(Records contained in a dataset)
⁂

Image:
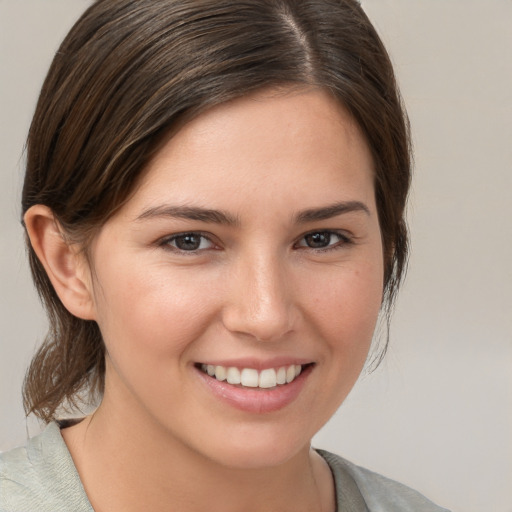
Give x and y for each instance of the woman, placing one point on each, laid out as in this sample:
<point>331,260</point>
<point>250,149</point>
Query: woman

⁂

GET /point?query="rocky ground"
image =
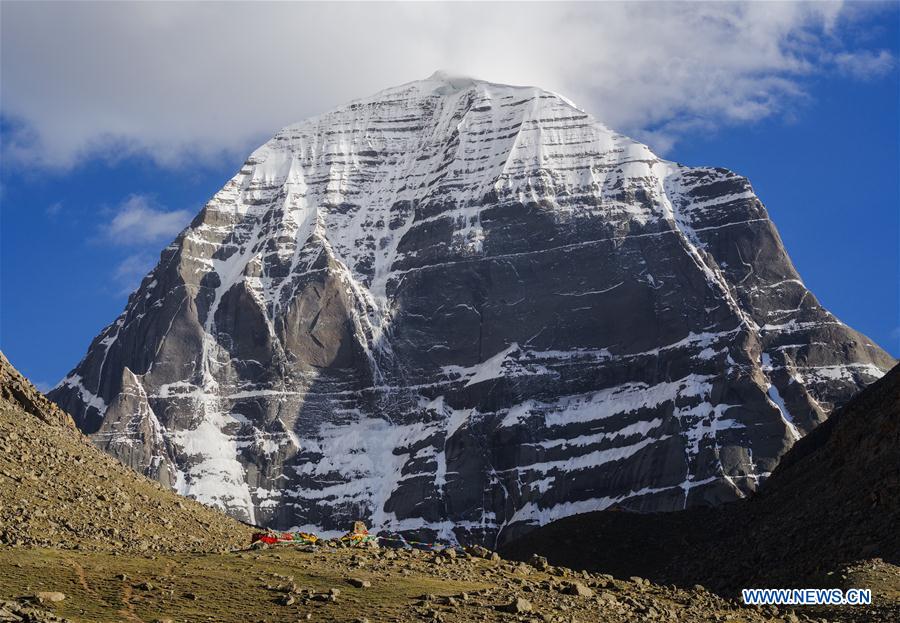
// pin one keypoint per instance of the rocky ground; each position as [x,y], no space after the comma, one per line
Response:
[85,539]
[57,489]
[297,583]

⁂

(PROBLEM DETAILS)
State how many lines of the material above contain the string "rocky". Reply with the number alone.

(TASK RESPONSE)
2